___ RECORDED DATA ___

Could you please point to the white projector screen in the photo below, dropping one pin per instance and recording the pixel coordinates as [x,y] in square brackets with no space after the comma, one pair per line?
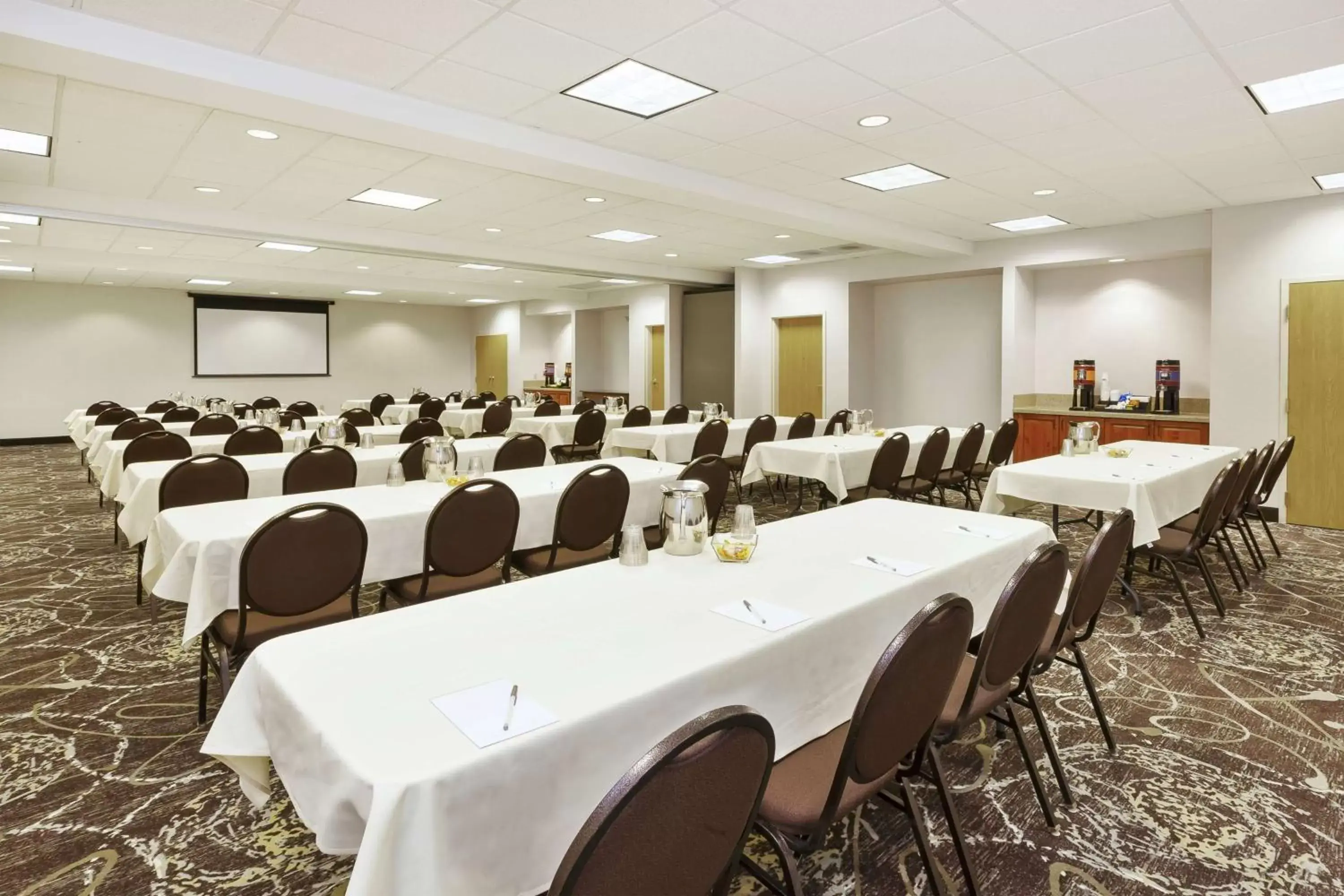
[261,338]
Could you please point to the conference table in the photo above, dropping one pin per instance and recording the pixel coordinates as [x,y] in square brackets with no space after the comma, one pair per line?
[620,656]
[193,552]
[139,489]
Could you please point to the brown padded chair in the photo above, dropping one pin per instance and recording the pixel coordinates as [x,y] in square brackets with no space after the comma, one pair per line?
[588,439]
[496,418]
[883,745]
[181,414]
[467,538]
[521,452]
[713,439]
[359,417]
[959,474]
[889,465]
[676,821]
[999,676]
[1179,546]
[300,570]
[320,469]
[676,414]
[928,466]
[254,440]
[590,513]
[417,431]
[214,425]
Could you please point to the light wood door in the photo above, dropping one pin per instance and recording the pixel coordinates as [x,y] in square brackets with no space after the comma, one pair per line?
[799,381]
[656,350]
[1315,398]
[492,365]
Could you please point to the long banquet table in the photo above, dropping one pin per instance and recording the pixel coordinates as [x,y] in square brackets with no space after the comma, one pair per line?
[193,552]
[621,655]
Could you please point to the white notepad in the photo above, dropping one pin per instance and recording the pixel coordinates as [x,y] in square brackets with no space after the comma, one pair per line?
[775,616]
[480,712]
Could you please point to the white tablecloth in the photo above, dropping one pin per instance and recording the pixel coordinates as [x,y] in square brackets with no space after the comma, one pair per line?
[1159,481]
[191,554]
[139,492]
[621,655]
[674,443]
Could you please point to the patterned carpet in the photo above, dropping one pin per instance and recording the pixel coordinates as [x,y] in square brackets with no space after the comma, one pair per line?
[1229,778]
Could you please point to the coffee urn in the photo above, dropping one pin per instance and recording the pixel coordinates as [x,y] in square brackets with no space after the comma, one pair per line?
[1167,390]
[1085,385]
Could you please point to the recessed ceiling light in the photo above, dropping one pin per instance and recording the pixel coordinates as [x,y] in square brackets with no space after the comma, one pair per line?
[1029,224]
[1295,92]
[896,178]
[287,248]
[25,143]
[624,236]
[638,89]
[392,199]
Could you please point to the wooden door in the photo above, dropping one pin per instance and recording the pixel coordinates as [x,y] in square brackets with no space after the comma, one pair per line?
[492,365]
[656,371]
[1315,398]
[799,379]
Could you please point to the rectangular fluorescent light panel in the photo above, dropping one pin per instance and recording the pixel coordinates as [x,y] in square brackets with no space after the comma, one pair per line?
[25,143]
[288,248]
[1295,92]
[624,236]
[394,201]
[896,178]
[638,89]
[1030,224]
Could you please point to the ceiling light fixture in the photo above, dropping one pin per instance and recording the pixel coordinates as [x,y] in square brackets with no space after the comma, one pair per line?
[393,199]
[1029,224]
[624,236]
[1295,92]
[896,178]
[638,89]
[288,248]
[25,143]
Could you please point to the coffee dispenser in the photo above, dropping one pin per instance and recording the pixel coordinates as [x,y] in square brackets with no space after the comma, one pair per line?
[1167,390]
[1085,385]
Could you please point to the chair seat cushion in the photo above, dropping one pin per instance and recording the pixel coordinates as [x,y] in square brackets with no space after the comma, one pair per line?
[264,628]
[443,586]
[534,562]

___

_EXERCISE OBJECTIVE_. Repeat the data in full, exactly as it stands, but drop every picture.

_OUTPUT OF THE TASK_.
Could you please point to the white projector screen in the photo below, dropping one pin per instance and recording the pixel coordinates as [x,y] in square brackets with no space after the comma, one pair per line?
[261,338]
Could you please point to the conference table in the photo above, dropping one pin per instance and recording the pixel coordinates as [x,y] in square brackets with no space after the comma, one pair per line?
[620,656]
[193,552]
[139,489]
Could you please point to the brown padded chair in the photo above, dropping one pin per instance and recording the pixel coordinates as [x,y] in square brackets with no space after the comma, one pair per line?
[588,439]
[496,418]
[883,745]
[181,414]
[467,538]
[521,452]
[713,439]
[359,417]
[959,474]
[889,465]
[676,821]
[999,676]
[1179,546]
[300,570]
[320,469]
[676,414]
[928,466]
[254,440]
[590,513]
[417,431]
[214,425]
Could you please point to the light wood door in the photo above, dropping one pin per instance and recording the pixel coordinates as [x,y] in square brackets with no space after the comma, one pair per line?
[799,381]
[656,350]
[1315,398]
[492,365]
Could you please point to the long banquet table in the photo above, dropping one pin per instance and recording the pixel coordinates as [x,y] in square brackets with no space after the comma, one pair per line?
[193,552]
[621,655]
Could you please point to the white notepad in the photo above, dropping one pin per instance and recording the pixel coordinates as [x,y] in square brackets with no space after the comma, one pair per line?
[775,616]
[480,712]
Could you please point to the white tablecloth in the photo above, dropping one pin per instance and recording the pixel coordinates as [x,y] in square brackets with no space after the comma, one pair per line?
[1159,481]
[191,554]
[139,492]
[621,655]
[674,443]
Could you please point to the patterned carpet in the photo above, dropping one pin per instance and recording the pixel coordinates as [x,y] in square brackets with no space after the comma, one pair per line?
[1229,778]
Could you please point to the coffee urn in the photo above, dropping one pin per instance and recording the pixel coordinates as [x,y] in square brackets with no space after the comma, one pair per line?
[1167,390]
[1085,385]
Could you please point to the recessed ceiling light in the photo above, dropping one pin per instance and recording the pixel coordinates as [x,y] in square brackets with no space after the comma, one pair per line?
[1029,224]
[1295,92]
[896,178]
[287,248]
[25,143]
[624,236]
[638,89]
[392,199]
Could you please point to the wooden door in the photo above, dropping one pin per instance and recording the pixel coordinates as [x,y] in square brackets with no space after the comma, one pair per line?
[492,365]
[656,371]
[1315,398]
[799,379]
Could you please point to the rectangular fluorescent light panel in the photo above, dropping one pin per instance and recording the pixel coordinates as [x,y] in square brackets with no space after the comma, one pair per line?
[25,143]
[288,248]
[1295,92]
[624,236]
[394,201]
[896,178]
[638,89]
[1030,224]
Could you please point to the ceiling light fixture in the photo above, dropping one pin per instance and recording the pixel coordinates as [x,y] in square brackets with no space after the comma, one pair per line?
[393,199]
[1029,224]
[624,236]
[1295,92]
[896,178]
[638,89]
[288,248]
[25,143]
Could you please point to the coffee dispenser in the photo above, dropping one pin per instance and recording the pixel coordinates as [x,y] in square brackets with no space after the comma, one pair per line?
[1167,390]
[1085,385]
Could you please point to the chair seat cushion in the photo above, dropping one pin per instance and recording the pixel coordinates as [x,y] in square brackets with no space after the comma, one pair per line?
[264,628]
[443,586]
[534,562]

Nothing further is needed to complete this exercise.